Image object location entries
-.-.-

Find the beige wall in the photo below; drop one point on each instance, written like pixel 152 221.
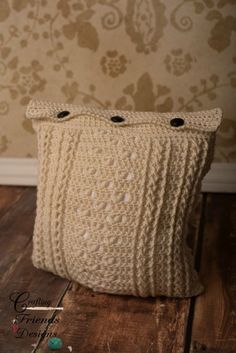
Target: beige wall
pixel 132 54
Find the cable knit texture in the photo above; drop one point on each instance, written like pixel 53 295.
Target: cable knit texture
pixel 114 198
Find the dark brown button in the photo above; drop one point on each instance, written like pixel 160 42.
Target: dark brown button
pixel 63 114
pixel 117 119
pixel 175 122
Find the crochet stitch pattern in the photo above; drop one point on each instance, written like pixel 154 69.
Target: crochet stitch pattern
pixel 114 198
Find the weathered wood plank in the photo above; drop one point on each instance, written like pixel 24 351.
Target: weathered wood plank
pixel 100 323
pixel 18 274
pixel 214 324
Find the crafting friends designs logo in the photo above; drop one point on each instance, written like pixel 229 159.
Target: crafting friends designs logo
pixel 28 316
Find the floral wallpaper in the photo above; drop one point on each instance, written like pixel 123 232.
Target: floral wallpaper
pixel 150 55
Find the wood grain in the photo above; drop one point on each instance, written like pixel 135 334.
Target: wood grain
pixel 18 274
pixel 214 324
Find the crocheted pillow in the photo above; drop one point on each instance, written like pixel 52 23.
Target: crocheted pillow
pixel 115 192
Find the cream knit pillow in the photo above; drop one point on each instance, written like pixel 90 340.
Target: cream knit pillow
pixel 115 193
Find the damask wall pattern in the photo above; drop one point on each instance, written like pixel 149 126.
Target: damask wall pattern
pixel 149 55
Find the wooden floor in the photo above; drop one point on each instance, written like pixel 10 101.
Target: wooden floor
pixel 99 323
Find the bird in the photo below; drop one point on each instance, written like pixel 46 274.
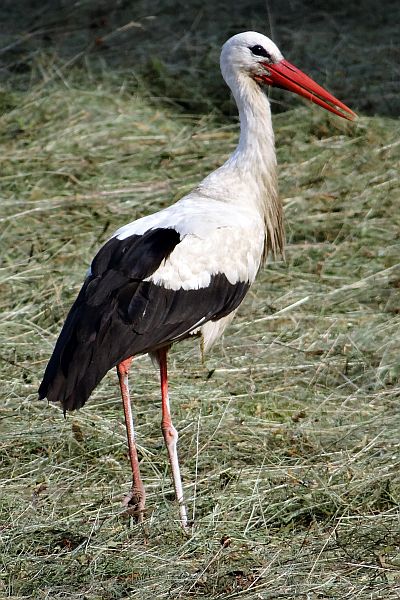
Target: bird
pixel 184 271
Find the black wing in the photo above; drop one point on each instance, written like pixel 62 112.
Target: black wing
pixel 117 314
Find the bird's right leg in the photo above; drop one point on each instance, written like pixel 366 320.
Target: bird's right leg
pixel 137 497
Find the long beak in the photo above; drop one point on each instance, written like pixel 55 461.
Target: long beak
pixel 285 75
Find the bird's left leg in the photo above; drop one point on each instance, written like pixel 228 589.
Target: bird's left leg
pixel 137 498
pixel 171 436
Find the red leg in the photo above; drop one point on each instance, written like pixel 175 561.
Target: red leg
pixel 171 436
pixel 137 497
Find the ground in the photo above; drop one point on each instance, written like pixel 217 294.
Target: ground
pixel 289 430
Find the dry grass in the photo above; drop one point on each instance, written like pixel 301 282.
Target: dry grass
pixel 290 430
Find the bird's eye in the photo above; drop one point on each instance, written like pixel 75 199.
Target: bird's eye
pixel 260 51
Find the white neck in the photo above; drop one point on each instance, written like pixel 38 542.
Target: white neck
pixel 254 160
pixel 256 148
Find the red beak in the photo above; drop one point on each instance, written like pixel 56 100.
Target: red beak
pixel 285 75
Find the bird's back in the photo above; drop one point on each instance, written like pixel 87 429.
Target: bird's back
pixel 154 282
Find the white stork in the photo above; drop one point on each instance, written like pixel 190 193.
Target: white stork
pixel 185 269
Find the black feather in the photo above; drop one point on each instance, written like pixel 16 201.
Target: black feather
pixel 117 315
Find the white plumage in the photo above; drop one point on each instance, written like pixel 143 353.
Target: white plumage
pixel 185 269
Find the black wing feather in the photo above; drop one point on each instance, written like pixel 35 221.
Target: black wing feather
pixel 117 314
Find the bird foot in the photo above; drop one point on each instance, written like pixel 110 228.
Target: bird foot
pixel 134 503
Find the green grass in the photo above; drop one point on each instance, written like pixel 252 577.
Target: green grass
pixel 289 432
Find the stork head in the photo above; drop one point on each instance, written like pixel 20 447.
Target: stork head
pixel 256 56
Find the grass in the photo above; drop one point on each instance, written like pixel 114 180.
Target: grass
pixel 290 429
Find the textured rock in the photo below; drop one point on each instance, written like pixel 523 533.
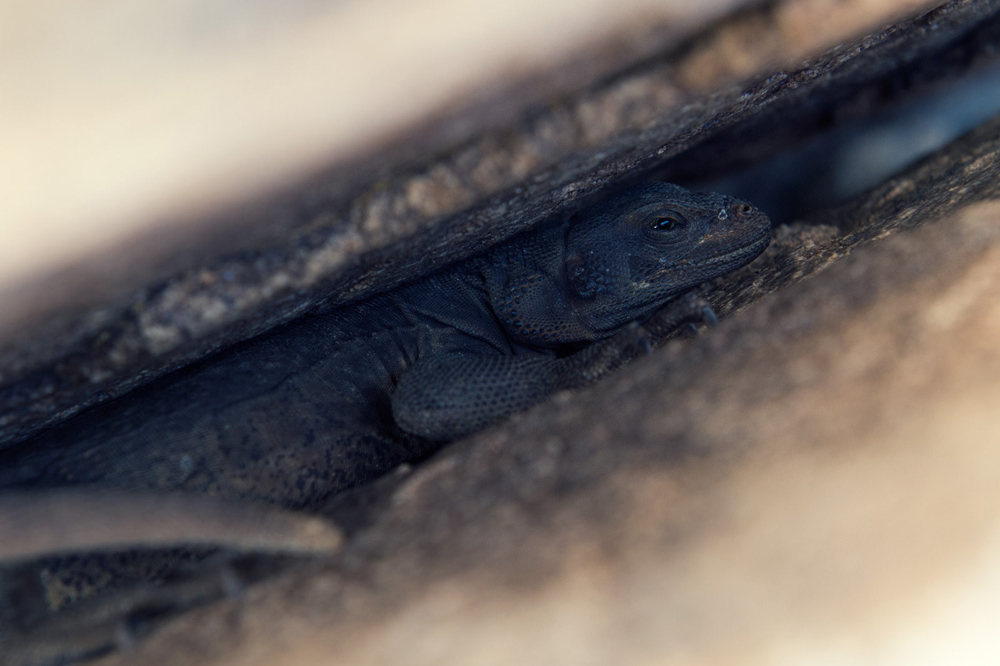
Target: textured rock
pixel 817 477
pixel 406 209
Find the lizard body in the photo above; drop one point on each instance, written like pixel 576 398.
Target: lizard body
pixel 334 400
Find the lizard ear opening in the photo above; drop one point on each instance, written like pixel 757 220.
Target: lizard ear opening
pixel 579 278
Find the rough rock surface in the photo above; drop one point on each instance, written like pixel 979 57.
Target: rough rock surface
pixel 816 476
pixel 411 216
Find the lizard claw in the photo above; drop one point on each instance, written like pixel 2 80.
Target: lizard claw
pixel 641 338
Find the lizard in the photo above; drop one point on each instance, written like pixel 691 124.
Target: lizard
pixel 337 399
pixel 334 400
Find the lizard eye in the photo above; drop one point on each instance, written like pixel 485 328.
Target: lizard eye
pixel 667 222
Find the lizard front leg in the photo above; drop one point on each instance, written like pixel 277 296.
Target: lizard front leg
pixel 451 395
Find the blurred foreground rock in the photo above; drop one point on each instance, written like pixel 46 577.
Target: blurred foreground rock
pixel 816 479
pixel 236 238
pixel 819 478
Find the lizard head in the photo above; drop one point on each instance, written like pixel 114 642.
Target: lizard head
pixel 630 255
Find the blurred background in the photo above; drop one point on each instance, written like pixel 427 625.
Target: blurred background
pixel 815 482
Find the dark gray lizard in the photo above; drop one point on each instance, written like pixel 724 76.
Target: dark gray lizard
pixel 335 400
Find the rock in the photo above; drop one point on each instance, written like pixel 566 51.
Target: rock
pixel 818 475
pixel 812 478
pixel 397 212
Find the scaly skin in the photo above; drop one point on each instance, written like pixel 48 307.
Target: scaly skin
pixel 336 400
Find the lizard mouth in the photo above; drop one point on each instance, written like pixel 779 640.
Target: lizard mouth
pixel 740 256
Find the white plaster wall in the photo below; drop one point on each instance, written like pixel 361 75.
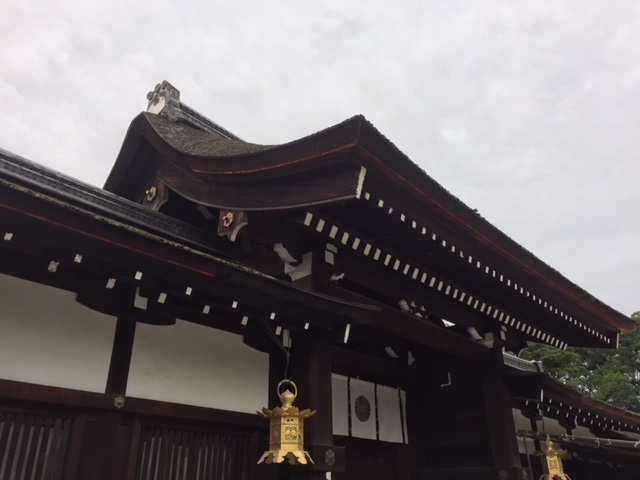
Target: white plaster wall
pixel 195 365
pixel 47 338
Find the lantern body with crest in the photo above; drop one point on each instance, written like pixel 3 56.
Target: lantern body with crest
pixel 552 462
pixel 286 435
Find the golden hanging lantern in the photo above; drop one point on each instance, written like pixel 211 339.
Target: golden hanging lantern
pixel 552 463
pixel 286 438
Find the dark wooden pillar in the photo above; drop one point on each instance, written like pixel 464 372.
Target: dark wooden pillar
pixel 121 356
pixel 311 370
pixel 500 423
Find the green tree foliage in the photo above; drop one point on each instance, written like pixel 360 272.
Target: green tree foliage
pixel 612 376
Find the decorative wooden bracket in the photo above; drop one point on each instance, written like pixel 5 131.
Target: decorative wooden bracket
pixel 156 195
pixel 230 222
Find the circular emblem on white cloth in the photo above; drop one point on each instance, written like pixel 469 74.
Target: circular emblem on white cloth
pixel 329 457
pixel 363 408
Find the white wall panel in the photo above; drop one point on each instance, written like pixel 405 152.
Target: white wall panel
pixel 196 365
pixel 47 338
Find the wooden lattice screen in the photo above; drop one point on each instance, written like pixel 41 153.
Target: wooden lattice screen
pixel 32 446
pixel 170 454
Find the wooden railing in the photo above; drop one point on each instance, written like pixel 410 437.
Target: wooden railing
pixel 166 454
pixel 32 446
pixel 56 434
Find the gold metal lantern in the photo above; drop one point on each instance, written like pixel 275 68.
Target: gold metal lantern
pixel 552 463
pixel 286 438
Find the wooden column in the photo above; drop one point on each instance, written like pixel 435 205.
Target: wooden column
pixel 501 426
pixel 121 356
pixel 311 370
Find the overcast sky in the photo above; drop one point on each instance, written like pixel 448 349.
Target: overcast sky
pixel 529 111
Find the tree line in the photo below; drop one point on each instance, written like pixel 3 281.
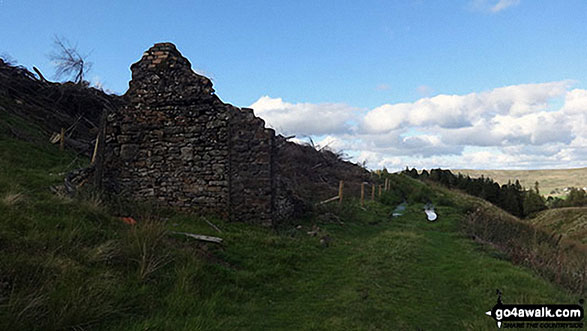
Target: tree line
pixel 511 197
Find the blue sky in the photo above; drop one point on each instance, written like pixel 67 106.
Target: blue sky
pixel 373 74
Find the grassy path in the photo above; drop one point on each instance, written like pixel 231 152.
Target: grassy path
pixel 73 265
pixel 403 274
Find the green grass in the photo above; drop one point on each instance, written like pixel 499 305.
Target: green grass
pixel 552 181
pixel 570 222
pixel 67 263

-.-.-

What the exercise asks: Each line from the one that contains "Find the gold metal" through the end of the records should be restated exactly; include both end lines and leave any pictures out.

Answer to this problem:
Find the gold metal lantern in the photo above; drop one point on each instance, written like pixel 275 68.
Target: gold metal lantern
pixel 552 463
pixel 286 438
Find the wooden column in the photo above; drop one point on each instance, written like pixel 435 205.
Target: wooden column
pixel 501 426
pixel 121 356
pixel 311 370
Find the overcast sky in the photo above; drop one point on each instance, written like pixel 448 349.
Target: overcast sky
pixel 529 111
Find the tree line in the photo below; drop one point on each instance, written like pixel 3 281.
Target: tree line
pixel 511 197
Find the blue sky in the photo above; drop one point on each instance, written like pixel 67 106.
Target: blue sky
pixel 373 74
Find the grassy path in the photo above; drop one point on each instance, written like pixel 231 152.
Target: grassy path
pixel 73 265
pixel 403 274
Find the green grass in the photo above; drop one point on each instance, written like pixel 499 305.
Target: green grass
pixel 552 181
pixel 570 222
pixel 67 263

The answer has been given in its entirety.